[Pointing records]

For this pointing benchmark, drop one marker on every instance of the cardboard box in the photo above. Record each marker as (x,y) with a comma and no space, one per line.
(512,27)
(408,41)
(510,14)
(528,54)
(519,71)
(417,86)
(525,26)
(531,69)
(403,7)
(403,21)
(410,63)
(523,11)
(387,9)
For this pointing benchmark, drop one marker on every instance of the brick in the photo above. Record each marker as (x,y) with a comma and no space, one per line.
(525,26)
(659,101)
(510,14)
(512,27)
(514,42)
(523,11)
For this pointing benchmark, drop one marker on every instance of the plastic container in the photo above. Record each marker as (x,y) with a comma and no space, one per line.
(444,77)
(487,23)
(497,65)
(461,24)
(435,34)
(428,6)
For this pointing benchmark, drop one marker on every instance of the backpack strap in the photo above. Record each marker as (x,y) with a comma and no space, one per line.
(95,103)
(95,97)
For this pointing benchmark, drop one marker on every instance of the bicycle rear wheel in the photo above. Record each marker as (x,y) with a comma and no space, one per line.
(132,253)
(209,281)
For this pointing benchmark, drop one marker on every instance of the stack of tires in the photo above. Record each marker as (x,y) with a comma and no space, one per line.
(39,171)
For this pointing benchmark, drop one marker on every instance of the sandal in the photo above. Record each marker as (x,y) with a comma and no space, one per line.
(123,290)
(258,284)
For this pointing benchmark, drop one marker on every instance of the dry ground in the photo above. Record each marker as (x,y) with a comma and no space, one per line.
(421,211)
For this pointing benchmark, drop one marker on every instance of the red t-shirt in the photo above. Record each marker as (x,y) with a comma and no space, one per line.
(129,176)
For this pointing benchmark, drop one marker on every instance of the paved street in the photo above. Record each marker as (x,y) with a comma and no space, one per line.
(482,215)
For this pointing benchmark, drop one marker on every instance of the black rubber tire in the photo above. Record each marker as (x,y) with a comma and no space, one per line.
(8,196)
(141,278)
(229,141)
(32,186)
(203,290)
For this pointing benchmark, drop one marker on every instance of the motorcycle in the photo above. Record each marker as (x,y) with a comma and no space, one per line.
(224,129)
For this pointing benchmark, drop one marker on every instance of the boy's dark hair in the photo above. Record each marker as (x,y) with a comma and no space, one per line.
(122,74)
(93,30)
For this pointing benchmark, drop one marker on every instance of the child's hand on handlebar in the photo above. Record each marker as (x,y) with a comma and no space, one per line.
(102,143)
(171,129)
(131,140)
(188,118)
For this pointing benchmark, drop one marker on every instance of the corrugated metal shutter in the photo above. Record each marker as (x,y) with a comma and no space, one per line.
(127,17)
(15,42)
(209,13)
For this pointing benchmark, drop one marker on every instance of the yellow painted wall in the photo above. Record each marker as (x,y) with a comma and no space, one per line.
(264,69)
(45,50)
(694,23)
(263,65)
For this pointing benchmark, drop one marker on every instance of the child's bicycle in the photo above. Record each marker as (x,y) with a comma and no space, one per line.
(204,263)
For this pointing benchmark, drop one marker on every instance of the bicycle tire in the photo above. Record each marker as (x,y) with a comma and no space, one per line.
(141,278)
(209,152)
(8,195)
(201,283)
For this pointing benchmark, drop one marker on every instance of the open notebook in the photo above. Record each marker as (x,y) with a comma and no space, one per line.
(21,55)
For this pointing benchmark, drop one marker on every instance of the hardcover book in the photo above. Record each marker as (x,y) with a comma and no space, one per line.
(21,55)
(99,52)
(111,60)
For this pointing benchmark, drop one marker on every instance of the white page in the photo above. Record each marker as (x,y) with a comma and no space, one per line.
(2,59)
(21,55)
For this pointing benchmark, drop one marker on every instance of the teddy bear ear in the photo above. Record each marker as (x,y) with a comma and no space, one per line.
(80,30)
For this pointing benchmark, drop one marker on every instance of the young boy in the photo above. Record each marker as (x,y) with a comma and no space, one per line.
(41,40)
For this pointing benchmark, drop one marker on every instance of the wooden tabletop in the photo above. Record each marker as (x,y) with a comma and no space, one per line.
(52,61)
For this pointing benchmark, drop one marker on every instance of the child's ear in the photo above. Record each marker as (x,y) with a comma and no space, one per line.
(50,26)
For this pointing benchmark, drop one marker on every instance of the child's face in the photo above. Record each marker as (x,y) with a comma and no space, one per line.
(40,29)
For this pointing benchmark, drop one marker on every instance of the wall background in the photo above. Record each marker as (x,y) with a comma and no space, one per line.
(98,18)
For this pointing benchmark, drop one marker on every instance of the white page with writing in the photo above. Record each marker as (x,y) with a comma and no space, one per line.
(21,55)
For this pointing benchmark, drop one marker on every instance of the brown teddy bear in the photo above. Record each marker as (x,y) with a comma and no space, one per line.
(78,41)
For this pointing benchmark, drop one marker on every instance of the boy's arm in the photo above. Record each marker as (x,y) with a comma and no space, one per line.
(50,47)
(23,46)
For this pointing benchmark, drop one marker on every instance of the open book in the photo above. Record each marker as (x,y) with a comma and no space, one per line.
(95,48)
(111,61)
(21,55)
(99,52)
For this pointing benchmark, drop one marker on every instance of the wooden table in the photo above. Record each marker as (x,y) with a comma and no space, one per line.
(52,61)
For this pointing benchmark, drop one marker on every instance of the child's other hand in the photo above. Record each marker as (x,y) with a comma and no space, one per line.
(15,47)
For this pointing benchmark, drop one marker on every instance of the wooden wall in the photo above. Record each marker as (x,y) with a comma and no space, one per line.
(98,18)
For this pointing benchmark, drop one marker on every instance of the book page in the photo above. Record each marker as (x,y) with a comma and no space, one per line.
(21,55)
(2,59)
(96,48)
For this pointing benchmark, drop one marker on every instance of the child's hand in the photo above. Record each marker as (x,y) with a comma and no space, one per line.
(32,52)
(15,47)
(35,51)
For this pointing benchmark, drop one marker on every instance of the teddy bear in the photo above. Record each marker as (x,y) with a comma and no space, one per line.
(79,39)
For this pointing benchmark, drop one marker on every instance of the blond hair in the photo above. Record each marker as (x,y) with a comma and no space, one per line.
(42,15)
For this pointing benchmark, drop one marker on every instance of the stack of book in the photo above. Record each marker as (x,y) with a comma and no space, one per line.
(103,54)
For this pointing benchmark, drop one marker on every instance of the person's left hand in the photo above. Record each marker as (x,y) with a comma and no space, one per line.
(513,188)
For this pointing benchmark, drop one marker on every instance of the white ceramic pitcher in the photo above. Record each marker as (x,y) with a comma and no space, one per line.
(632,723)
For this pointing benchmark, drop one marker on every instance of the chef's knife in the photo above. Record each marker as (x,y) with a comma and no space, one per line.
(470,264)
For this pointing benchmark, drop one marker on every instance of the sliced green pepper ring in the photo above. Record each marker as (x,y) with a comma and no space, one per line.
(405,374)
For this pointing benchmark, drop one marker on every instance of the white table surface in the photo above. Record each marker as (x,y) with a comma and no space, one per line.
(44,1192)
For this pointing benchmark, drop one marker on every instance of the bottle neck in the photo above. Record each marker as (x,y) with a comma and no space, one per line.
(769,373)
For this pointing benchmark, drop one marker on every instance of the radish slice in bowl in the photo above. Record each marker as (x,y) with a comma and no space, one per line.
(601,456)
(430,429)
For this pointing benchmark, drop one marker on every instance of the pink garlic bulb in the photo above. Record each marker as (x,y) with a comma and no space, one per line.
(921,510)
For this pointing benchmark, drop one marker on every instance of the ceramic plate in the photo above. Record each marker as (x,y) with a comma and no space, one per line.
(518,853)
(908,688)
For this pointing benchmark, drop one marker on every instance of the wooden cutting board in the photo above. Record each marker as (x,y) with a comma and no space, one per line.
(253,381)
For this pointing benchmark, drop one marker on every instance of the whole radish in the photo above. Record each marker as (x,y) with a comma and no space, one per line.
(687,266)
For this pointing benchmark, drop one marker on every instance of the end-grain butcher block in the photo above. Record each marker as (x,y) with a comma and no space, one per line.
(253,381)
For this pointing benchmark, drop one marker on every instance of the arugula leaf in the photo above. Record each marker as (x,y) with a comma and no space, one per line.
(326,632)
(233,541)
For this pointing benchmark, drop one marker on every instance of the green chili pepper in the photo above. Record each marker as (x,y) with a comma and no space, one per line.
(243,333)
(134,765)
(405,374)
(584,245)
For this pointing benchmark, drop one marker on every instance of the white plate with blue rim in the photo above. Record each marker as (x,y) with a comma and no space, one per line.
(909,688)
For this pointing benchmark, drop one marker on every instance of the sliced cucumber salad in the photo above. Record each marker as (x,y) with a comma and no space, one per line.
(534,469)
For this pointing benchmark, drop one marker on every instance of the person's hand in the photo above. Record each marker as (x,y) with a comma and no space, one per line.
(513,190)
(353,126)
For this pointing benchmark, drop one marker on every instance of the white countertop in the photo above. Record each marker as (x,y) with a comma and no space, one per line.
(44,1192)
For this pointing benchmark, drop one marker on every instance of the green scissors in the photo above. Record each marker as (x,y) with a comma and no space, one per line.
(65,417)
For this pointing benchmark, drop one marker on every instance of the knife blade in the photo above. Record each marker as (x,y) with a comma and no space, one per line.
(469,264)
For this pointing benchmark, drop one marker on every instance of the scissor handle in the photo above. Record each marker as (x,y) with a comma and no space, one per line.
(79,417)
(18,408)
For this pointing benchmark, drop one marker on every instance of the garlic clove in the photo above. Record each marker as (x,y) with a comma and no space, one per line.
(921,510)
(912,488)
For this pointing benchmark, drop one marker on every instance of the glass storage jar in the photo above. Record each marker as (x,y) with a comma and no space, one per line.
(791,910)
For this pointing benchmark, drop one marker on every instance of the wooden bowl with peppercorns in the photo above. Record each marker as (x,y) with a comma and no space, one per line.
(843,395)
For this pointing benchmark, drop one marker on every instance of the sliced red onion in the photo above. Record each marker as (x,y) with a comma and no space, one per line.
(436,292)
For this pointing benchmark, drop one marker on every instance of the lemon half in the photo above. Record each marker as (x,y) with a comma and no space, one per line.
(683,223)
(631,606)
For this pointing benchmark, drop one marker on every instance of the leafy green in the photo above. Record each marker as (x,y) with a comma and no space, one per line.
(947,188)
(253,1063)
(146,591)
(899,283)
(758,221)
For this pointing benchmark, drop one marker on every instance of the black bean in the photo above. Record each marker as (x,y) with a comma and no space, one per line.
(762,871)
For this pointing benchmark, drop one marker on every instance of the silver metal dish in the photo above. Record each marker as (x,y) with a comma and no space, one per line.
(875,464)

Exercise directions:
Quote the lines of the listing above that run from the line with "the wooden bowl" through its last line, both included, and nothing else.

Output:
For this pointing benchmark, drop one marker on every instance of the wooden bowl with peppercorns in the photo above. Record each marker as (x,y) with a comma and no space, one per line.
(843,395)
For this pointing benchmark, drop one marker on every instance of the sliced red onion in the photo above. Record each marker as (x,y) with a comma and no space, one per line.
(436,292)
For this pointing benchmark, drop one marker on every instance of the lemon half in the photo above. Record each marker as (x,y) with a comma and no space, one per line.
(683,223)
(631,606)
For this pointing benchmark, drop one marker on every instance of the leafy green in the photo above. Record each marker as (x,y) with a comma and no space, one per line.
(947,188)
(253,1063)
(146,591)
(899,283)
(758,221)
For this pointing benchmark, drop one marker on every instance of the black bean in the photo above. Record each marker as (x,y) with a comma and no space, one per line.
(762,871)
For this pointing benchmark, drop one marker on every instance of the silver metal dish in the photo above. Record each marker as (x,y) with a comma and no space, one per line.
(875,464)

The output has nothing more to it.